• [EXTRAIT À LIRE]
Les ouvriers prennent la piste de la mine en colonnes de trois à quatre, encadrés par deux gendarmes en tête de colonne, le responsable de
l’immigration, de la mine et le lieutenant de gendarmerie à l’arrière fermant la marche. La Police Militaire s’est répartie le long des
colonnes. En chemin, le chef de l’immigration, les responsables de la mine et le lieutenant s’arrêtent là où la piste est
traversée par une conduite d’eau. La colonne avance sur plus d’une centaine de mètre puis un cri, une grande confusion et six coups
de feu retentissent. Aussitôt les autres grévistes jettent des pierres sur les militaires. Dans la confusion, un agent reçoit un caillou au
genou gauche. Il se relève et charge son révolver 7/65 pour faire des sommations. Il reçoit une seconde pierre au talon droit. Il tire
encore deux coups en l’air et entend d’autres coups de feu. Le tirailleur de 2ème classe M. Méaby,
matricule 741, tire sur les grévistes dans la confusion[27]. Le Tonkinois Tran Van
Cuong, n° A2552, est blessé à la cuisse gauche et Nguyen Van Bach, n° A830 décède. D’autres grévistes
cherchent des proches tombés dans le ravin.

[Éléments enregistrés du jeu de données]

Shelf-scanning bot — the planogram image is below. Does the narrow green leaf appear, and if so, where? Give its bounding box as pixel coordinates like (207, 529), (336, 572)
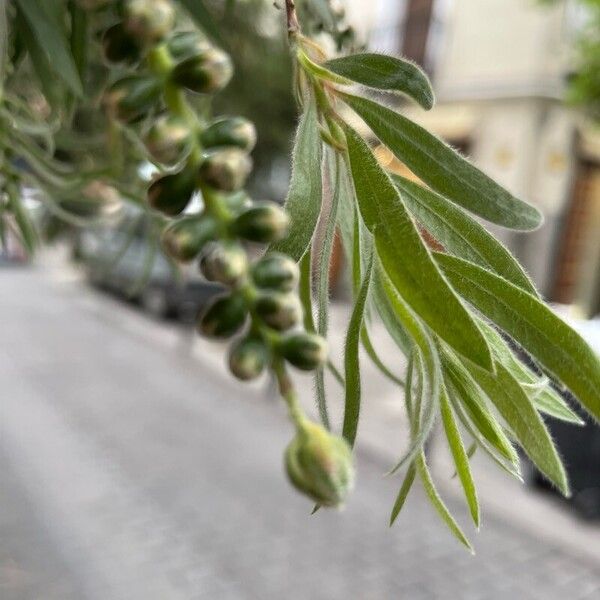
(343, 94), (542, 230)
(342, 250), (373, 446)
(371, 269), (413, 356)
(378, 265), (441, 474)
(446, 381), (523, 483)
(442, 351), (519, 466)
(271, 101), (322, 261)
(436, 254), (600, 420)
(479, 319), (585, 425)
(390, 463), (417, 527)
(360, 325), (404, 387)
(440, 391), (479, 528)
(6, 181), (38, 255)
(451, 442), (477, 479)
(315, 152), (341, 432)
(16, 0), (83, 97)
(417, 453), (473, 552)
(470, 364), (570, 496)
(298, 248), (335, 429)
(392, 175), (537, 296)
(323, 53), (435, 110)
(69, 0), (89, 84)
(346, 127), (493, 369)
(0, 0), (8, 86)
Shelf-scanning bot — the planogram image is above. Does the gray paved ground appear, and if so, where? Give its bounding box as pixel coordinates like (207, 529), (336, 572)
(0, 271), (600, 600)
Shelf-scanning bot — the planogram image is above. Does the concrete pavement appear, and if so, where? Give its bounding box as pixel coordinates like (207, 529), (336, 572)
(0, 270), (600, 600)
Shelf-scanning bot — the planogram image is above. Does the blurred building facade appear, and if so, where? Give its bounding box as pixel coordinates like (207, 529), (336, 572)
(348, 0), (600, 316)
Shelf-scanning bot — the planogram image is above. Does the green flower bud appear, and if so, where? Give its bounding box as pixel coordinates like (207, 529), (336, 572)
(233, 202), (290, 243)
(148, 170), (196, 216)
(161, 215), (217, 262)
(124, 0), (175, 44)
(145, 115), (190, 165)
(200, 242), (248, 286)
(167, 31), (211, 62)
(222, 190), (252, 215)
(255, 292), (302, 331)
(172, 48), (233, 94)
(200, 117), (256, 152)
(229, 336), (269, 381)
(252, 252), (300, 292)
(104, 75), (161, 122)
(279, 332), (327, 371)
(200, 148), (252, 192)
(102, 23), (141, 63)
(198, 294), (247, 338)
(285, 422), (354, 507)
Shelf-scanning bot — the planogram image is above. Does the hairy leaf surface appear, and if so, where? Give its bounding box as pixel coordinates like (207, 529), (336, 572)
(346, 128), (492, 369)
(392, 175), (537, 296)
(343, 94), (542, 230)
(323, 52), (435, 110)
(270, 101), (322, 261)
(436, 253), (600, 420)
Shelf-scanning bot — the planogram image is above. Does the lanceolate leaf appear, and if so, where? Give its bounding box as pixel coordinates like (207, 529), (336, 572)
(342, 94), (542, 230)
(440, 391), (479, 527)
(417, 452), (473, 552)
(271, 101), (322, 261)
(323, 53), (434, 110)
(446, 382), (523, 483)
(376, 265), (442, 473)
(436, 254), (600, 420)
(390, 463), (417, 527)
(471, 364), (570, 496)
(479, 320), (584, 425)
(342, 250), (373, 446)
(315, 154), (341, 432)
(442, 351), (519, 465)
(346, 127), (492, 369)
(16, 0), (83, 96)
(392, 175), (537, 296)
(371, 269), (413, 355)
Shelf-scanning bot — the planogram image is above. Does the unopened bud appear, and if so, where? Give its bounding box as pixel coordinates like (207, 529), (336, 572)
(221, 190), (252, 216)
(252, 252), (300, 292)
(200, 117), (256, 152)
(145, 115), (190, 165)
(285, 422), (355, 507)
(229, 336), (269, 381)
(124, 0), (175, 44)
(167, 31), (211, 62)
(148, 170), (196, 216)
(103, 75), (161, 122)
(200, 242), (248, 286)
(161, 215), (217, 262)
(172, 48), (233, 94)
(255, 292), (302, 331)
(198, 294), (247, 338)
(200, 148), (252, 192)
(279, 332), (327, 371)
(233, 202), (290, 243)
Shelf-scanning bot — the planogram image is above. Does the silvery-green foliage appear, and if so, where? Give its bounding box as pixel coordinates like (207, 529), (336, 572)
(0, 0), (600, 548)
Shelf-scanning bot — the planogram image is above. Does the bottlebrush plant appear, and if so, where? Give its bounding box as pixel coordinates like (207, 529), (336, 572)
(0, 0), (600, 547)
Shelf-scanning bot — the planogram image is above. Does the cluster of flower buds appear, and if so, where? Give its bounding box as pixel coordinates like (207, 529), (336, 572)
(95, 0), (352, 506)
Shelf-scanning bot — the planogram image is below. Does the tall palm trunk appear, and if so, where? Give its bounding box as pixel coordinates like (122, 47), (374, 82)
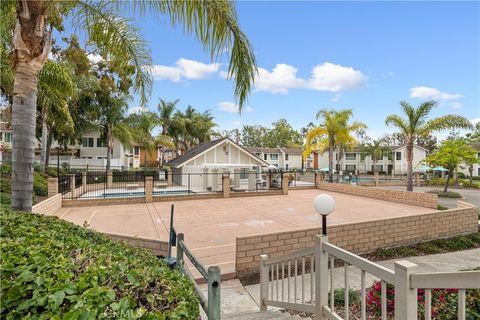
(328, 145), (333, 183)
(12, 62), (38, 211)
(40, 110), (48, 173)
(45, 132), (53, 167)
(406, 141), (413, 191)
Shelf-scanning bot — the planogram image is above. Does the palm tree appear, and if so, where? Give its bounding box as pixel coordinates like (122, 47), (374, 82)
(385, 101), (472, 191)
(361, 139), (391, 171)
(157, 99), (180, 135)
(37, 60), (75, 172)
(304, 109), (367, 182)
(0, 0), (257, 211)
(127, 111), (159, 170)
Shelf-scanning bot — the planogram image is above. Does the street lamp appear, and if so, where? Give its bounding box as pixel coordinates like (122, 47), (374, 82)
(313, 194), (335, 236)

• [ÉNONCÉ DE L'EXERCICE] Rédigez la suite du récit des coups de feu tirés sur les grévistes de la mine, à partir de sa dernière phrase.

• [RÉSULTAT DE L'EXERCICE]
Un autre gendarme et trois membres de la police militaire sont restés au cantonnement des Tonkinois pour fouiller les cases et vérifier si tous
les hommes sont bien montés. Une demi-heure après l’incident, le sergent Launes prévient que les femmes tonkinoises attaquent le
contremaître avec des tamiocs et des couteaux. Le village de Thio est
mis sous contrôle militaire avec 10 hommes à l’entrée du village et 8 en bas du sentier de la mine, avec mission
d’empêcher les grévistes de manifester dans le village. Pendant la nuit, 150 à 200 Indochinois des mines Emma et Zizette se
rendent à Touaourou pour être près du défunt et palabrer de l’incident. Les mineurs javanais (200 environ) demandent aussi
l’autorisation d’assister aux funérailles. Cette faveur leur est accordée. Le lendemain, une section de 30 hommes est
positionnée dans le petit bois à 400 m du cimetière. L’enterrement se passe dans le calme. Les Indochinois descendent le corps au
cimetière, précédé d’un cortège de bannières, comme celle d’une javanaise : « La mort de ce
Tonkinois qui nous fait souffrir » (souligné dans le texte) et une allocution sur la tombe est prononcée par
l’interprète officiel du service de l’Immigration N’Guyen Duc Than. Le 29 mars 1945, les engagés grévistes reprennent le travail
après 2 jours de grève.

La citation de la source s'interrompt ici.